As recently as a decade ago, we knew virtually nothing about the biology of DIPG tumors. Because biopsies were rarely performed to diagnose DIPG and few families donated tissue following the death of children with DIPG, researchers had little access to DIPG tissue for molecular study. As a result, rather than searching for treatments based on the particulars of DIPG tumors, doctors and researchers treated DIPG on the assumption that the tumor behaved like glioblastoma tumors in adults.

In the last few years, we have seen dramatic advances in the basic research on DIPG tumors. Researchers now have access to DIPG tumor tissue, both because biopsies are becoming more common and because more families are donating the tissue after the child passes away. Researchers have done extensive testing on DIPG tumors – including full genome sequencing – and have identified many mutations and other abnormalities in DIPG tumor cells. Based on this research, we know now that DIPG tumors and adult glioblastoma tumors are almost nothing alike on a cellular level, and so the assumption underlying prior research and clinical studies was incorrect.

In 2012, researchers made a surprising discovery: nearly 80% of DIPG tumors have a mutation in a gene that codes a particular histone protein. Histone proteins are found in the nucleus of the cell. Groups of histones cluster together, and DNA wraps itself around the histones. Because of this relationship, a group of histones is often described as the “spool” around which the DNA “thread” is wound. The way in which DNA wraps itself around histones is important because it can impact which genes are active or inactive in the cell. Because of the histone mutation in DIPG cells, some genes that should be active in normal brain cells are turned off, and those that should be off become active. This discovery was so surprising because histones had never before been identified as playing a role in any type of cancer.

══════

__DIRECTIONS__
1. Answer these questions using the passage on DIPG tumors.
(a) What two reasons does the passage give for researchers' lack of access to DIPG tissue a decade ago?
(b) What did extensive testing reveal about how DIPG tumors compare with adult glioblastoma tumors?
(c) In 2012, what share of DIPG tumors were found to carry a mutation in a gene coding a histone protein?
2. Extend the passage on DIPG tumors beyond its final sentence.
The material that comes after this passage on DIPG tumors is separate from it.

══════

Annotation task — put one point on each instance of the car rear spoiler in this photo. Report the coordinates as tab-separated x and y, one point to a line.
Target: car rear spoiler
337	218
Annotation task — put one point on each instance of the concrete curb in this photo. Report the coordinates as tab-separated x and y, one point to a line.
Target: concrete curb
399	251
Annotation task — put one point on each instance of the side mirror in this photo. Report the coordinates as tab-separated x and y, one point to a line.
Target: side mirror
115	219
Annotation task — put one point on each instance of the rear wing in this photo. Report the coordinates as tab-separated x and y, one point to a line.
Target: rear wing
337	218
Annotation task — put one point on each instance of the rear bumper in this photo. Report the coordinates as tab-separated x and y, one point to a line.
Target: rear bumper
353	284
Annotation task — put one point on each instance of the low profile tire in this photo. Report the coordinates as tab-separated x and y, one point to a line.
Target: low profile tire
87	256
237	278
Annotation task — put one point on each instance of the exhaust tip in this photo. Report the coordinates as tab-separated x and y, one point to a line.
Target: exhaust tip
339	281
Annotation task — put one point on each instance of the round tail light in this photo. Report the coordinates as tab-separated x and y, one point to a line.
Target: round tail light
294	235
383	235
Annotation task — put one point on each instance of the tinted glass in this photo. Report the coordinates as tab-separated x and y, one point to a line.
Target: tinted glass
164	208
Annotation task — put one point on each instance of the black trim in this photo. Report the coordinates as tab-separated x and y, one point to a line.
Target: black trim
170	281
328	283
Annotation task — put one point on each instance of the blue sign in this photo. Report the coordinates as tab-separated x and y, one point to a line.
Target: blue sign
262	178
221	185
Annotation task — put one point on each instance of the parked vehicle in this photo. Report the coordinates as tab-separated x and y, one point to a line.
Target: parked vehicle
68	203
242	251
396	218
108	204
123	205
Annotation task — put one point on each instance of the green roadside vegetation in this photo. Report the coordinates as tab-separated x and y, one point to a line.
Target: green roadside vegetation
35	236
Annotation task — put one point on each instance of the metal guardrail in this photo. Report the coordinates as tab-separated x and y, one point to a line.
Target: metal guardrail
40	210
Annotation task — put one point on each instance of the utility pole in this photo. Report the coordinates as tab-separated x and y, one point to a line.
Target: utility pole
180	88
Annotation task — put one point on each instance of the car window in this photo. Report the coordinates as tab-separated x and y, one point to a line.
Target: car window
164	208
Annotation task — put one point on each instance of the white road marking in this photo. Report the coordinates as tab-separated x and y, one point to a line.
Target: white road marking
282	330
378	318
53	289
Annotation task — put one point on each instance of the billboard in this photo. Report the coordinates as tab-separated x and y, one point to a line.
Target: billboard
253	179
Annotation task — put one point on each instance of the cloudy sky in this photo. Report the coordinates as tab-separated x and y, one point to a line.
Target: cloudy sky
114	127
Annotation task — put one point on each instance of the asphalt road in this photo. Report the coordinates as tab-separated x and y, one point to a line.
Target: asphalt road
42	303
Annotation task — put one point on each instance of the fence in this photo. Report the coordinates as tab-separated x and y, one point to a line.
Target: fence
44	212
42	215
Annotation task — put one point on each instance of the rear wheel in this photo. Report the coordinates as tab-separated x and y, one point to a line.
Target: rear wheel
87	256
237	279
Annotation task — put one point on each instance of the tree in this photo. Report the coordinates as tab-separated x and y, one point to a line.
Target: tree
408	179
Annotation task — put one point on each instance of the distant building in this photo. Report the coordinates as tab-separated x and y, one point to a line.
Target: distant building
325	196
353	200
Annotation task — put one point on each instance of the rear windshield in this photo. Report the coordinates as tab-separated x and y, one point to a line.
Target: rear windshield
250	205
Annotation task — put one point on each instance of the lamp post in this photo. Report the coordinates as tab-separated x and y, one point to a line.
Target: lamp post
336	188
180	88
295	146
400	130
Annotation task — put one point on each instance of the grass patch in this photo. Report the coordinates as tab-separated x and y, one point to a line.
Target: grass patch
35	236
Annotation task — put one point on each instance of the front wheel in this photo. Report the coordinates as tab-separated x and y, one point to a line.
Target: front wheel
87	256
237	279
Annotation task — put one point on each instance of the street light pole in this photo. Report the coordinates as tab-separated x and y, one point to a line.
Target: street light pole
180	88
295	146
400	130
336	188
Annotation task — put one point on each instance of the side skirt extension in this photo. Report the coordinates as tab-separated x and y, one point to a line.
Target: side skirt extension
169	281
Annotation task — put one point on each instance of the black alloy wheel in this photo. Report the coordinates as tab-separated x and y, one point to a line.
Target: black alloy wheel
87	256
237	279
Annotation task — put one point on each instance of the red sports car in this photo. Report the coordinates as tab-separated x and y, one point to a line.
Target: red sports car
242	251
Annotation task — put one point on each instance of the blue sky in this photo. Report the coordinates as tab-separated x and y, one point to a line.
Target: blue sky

══════

__SET OF ANSWERS__
1.
(a) Biopsies were rarely performed to diagnose DIPG, and few families donated tissue after the death of children with DIPG.
(b) The two are almost nothing alike on a cellular level.
(c) Nearly 80%.

2.
More recent research has shown that not all DIPG tumors are alike. In 2014, researchers identified three different “subgroups” of DIPG tumors, each of which is characterized by a distinct set of gene expression and abnormalities. In addition to the genetic mutations on which the subgroups are based, additional mutations and abnormalities are present in some (but not all) tumors, regardless of which subgroup they are in. These findings have led many researchers and doctors to conclude that developing a single effective treatment for all DIPG patients is unlikely. Instead, an effective treatment plan may need to be tailored to the particular characteristics of each tumor.

Much has been learned about DIPG tumors in the past few years, but many unanswered questions still remain. Researchers continue to study all of the new DIPG tissue that they can obtain with hopes of learning even more about the disease.